* **Task brief**
Make an exact copy of the entries, and keep any pictures out of it.

* **Records shown**
**********

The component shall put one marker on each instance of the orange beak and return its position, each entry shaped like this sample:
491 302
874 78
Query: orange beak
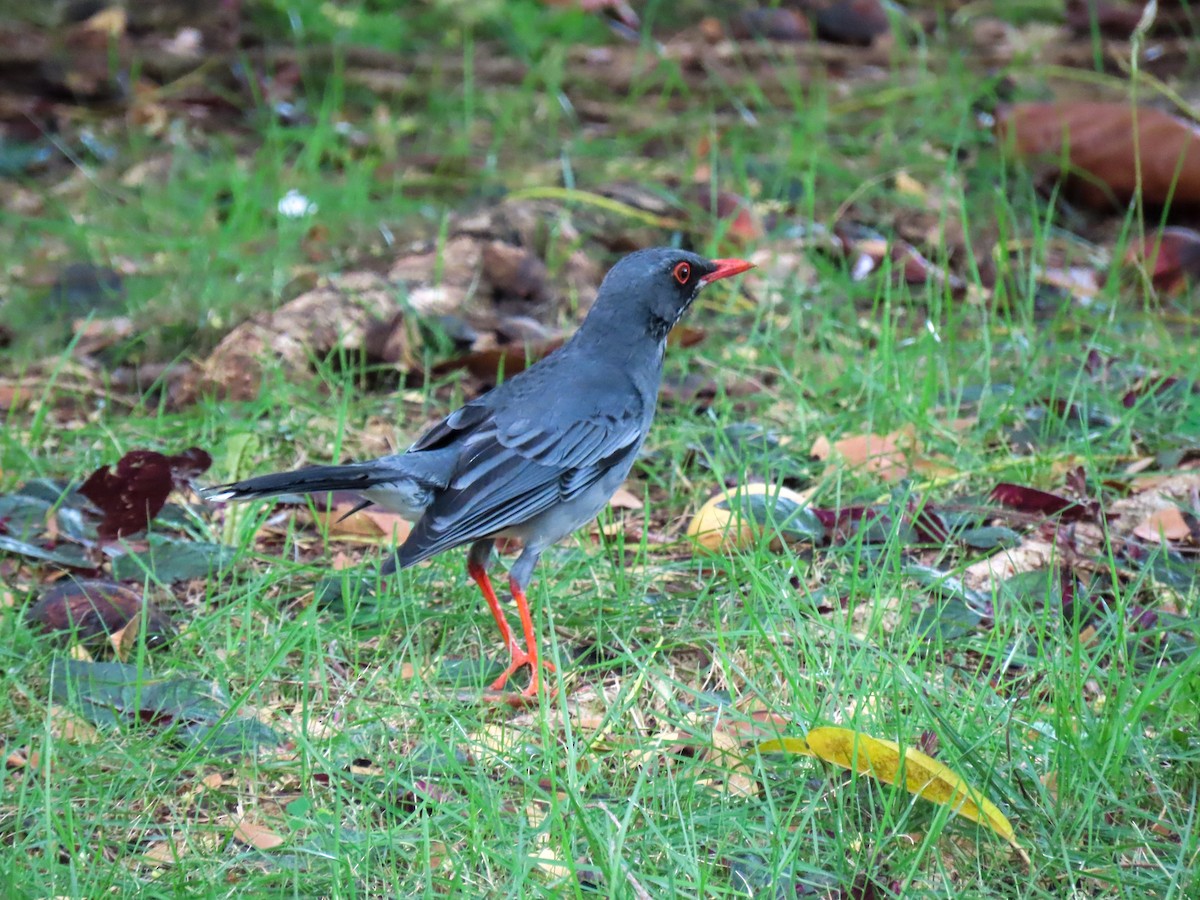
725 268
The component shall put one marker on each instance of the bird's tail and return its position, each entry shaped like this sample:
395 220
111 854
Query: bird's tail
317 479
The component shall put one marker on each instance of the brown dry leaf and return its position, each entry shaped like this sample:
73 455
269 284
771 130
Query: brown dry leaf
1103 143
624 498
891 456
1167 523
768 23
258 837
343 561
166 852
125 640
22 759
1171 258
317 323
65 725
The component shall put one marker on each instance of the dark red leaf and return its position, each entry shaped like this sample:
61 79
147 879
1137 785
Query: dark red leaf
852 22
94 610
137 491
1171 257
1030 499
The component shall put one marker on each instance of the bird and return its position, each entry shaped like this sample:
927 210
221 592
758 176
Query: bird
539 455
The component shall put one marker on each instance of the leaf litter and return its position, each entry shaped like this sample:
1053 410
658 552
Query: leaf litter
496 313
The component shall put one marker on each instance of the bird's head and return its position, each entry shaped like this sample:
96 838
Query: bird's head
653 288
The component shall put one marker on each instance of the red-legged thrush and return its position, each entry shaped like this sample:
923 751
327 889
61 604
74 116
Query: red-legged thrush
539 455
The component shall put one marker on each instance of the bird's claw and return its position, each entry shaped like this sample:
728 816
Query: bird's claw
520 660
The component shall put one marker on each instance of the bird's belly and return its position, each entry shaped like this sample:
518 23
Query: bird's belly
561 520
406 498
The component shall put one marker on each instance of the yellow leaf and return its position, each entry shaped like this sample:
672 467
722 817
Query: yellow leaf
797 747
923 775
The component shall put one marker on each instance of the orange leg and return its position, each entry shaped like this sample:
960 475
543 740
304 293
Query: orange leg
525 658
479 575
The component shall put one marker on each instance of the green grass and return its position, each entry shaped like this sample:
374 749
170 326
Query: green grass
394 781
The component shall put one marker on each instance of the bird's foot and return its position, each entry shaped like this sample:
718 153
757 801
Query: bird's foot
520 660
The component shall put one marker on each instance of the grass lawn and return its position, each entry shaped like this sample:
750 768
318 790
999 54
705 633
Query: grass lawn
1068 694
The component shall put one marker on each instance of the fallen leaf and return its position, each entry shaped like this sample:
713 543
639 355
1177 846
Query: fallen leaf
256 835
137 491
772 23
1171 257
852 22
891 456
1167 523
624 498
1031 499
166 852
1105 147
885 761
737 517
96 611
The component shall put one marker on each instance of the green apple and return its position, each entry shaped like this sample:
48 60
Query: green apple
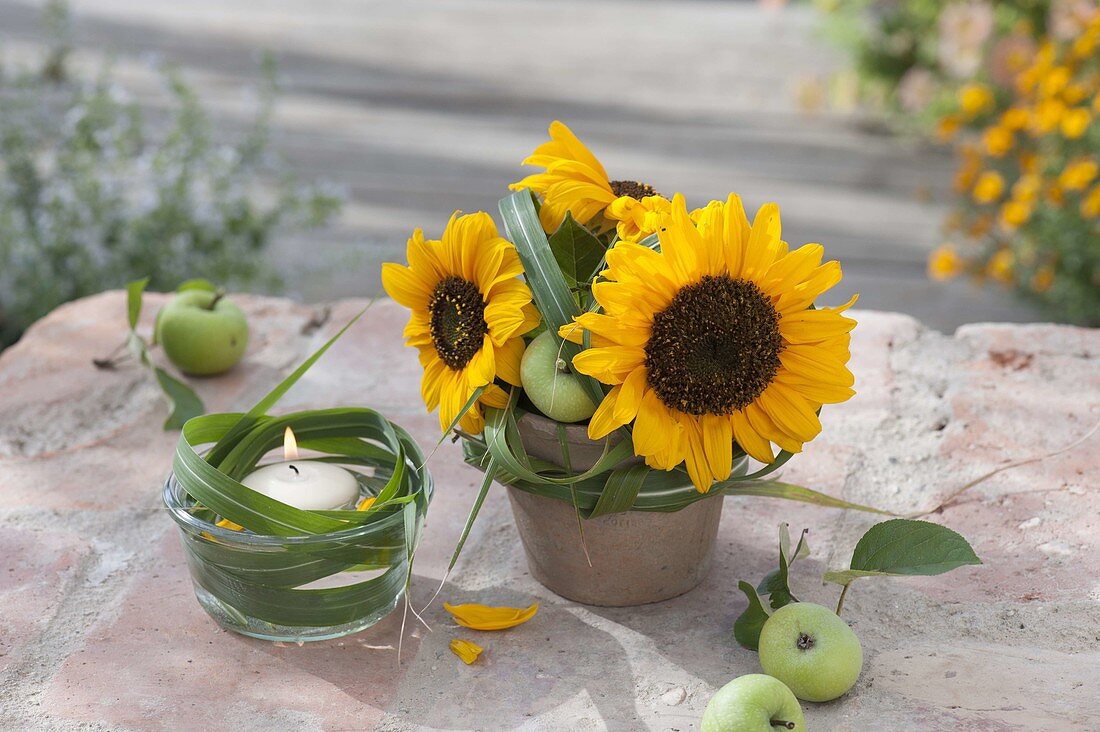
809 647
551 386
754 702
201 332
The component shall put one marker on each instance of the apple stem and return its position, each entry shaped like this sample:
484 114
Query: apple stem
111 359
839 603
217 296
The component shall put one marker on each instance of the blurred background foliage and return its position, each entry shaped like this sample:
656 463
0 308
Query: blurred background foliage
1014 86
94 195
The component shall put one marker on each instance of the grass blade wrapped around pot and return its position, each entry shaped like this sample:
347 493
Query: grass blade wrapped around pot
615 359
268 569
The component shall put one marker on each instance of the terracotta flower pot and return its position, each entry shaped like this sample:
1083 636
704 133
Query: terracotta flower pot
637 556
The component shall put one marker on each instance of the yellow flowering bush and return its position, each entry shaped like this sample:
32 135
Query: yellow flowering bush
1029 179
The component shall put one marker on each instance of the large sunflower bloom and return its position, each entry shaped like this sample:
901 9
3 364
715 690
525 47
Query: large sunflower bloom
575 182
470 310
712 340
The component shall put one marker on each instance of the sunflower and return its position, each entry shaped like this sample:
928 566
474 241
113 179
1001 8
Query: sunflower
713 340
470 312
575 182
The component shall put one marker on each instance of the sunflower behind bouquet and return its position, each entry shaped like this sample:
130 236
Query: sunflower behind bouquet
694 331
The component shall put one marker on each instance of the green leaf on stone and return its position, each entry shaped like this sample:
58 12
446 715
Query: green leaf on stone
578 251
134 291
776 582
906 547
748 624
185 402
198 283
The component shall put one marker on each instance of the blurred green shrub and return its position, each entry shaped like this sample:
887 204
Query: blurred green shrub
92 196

**********

* **Output of the exercise**
The component shall put one marker on each instance of the orange beak and return its position, each entry shaped like this sample:
491 302
874 78
Query: orange beak
725 268
The component shall put one marker on each instance of the bird's tail and return its position, each entry shaped like this sample:
395 220
111 854
Query: bird's tail
317 479
The component shall put one marker on each instance of the brown dry leaf and return its position, each entry shaped like this sample:
73 455
269 284
771 130
Query: brown dry leaf
1103 143
624 498
891 456
1167 523
768 23
258 837
343 561
166 852
125 640
22 759
1171 258
317 323
65 725
The component shall put one marker on each instance of the dark red leaf and return its position, each entry shaped like this sample:
61 79
147 879
1137 785
Query: dark red leaf
852 22
94 610
137 491
1171 257
1030 499
The component shall put one marker on each instance of the bird and return its position, each entry shaped like this sample:
927 210
221 592
758 176
Query: bird
539 455
The component shall put one marker on each instance of the leaf litter and return its position, each entry shaped like this sample:
1053 410
658 552
Query: leaf litter
496 313
The component shall put one marker on each instance of the bird's head and return its position, each entry shaped like this sample:
96 838
Query: bird's head
653 288
The component shall put one marker on each instance of the red-legged thrush and return its position, each entry shaped like this sample:
923 751
327 889
61 604
74 116
Query: red-legged thrush
539 455
The component shall put one marker on each instance of the bird's claw and return its position, each entry shaped like this sample:
728 816
Query: bird's claw
520 660
The component shall put one marker on each instance of the bird's belly and return its position, each entry shaped like this sample:
518 23
Query: bird's belly
561 520
406 498
The component shall put one marker on each instance of the yellow leaf and return its position, each entry shaped like this sample:
672 467
722 817
Query: yellow leaf
797 747
923 775
The component shall put one marker on each instance of the orange leg and return its position, each entry shaped like this sample:
960 475
543 740
304 293
Query: orange leg
525 658
479 575
The component shall put one marker on each instance of the green grass and return its position, each entry shaped like this sample:
374 749
170 326
Query: green grass
394 781
The component shall put one marker on each instance of the bird's foot and return its position, each entry shaped like this sample:
718 153
757 801
Query: bird's foot
520 660
The component shall put one marker on each instance of the grass lawn and return its position, each entry shaped like this sample:
750 768
318 790
999 54
705 633
Query: grass lawn
1068 694
The component shall put one marker on each instance of the fallen leaf and return its position, each entry shaped like this sample:
713 543
639 355
1177 846
Query: fallen leaf
256 835
137 491
772 23
1171 257
852 22
891 456
1167 523
624 498
1031 499
166 852
1105 147
885 761
737 517
96 611
The component shall put one marker on each instance of the green apple and return its position, each entry shaped like this sample:
48 60
Query: green apple
809 647
551 386
754 702
201 332
The component shall put one marker on each instance of the apple stem and return its position, each entry shaped like this sample:
484 114
Query: apple stem
111 359
839 603
217 296
The component shall put one marker on each instance of the blurred background foliage and return its position, each entry shaped like this sample:
656 463
0 308
Query: blurred background foliage
1014 86
94 195
The component shall put one marker on each instance of the grass blade wrapped around pot and return its position, each entry shaped like this sample:
347 493
Query: grass blade wrapped around pot
615 359
268 569
The component shall put one marker on each instance of the terracotta flower pot and return its position, each entry shaped like this sample:
1083 636
704 133
Query: terracotta flower pot
637 556
The component shall put one marker on each instance of the yellow flowering bush and return its position, each entry shaped like this sample:
32 135
Query: yellow flowering bush
1029 179
The component shall put one marker on each instance of the large sunflower bloom and return its position, each entry shaped like this sample:
901 9
3 364
715 690
525 47
Query: large sunflower bloom
575 182
470 310
712 340
The component shall put one marker on each instance of the sunflower and return its position, each entry shaped like this sample:
928 566
474 241
113 179
1001 8
Query: sunflower
713 340
470 312
575 182
The component shall put one marker on each instance of the sunflower behind bouquet and return its position, each entry shaped like this sample:
130 236
Query: sunflower behind bouquet
694 331
The component shall put one marker on each instance of the green leaf on stone and return its position, each entry shaped like this sample:
58 12
446 715
Query: green leaf on stone
578 251
134 291
776 582
906 547
748 624
185 402
198 283
The component shall put one marker on each instance of the blurred green shrub and return its position, each entry shaped like this sample:
887 204
Query: blurred green shrub
92 196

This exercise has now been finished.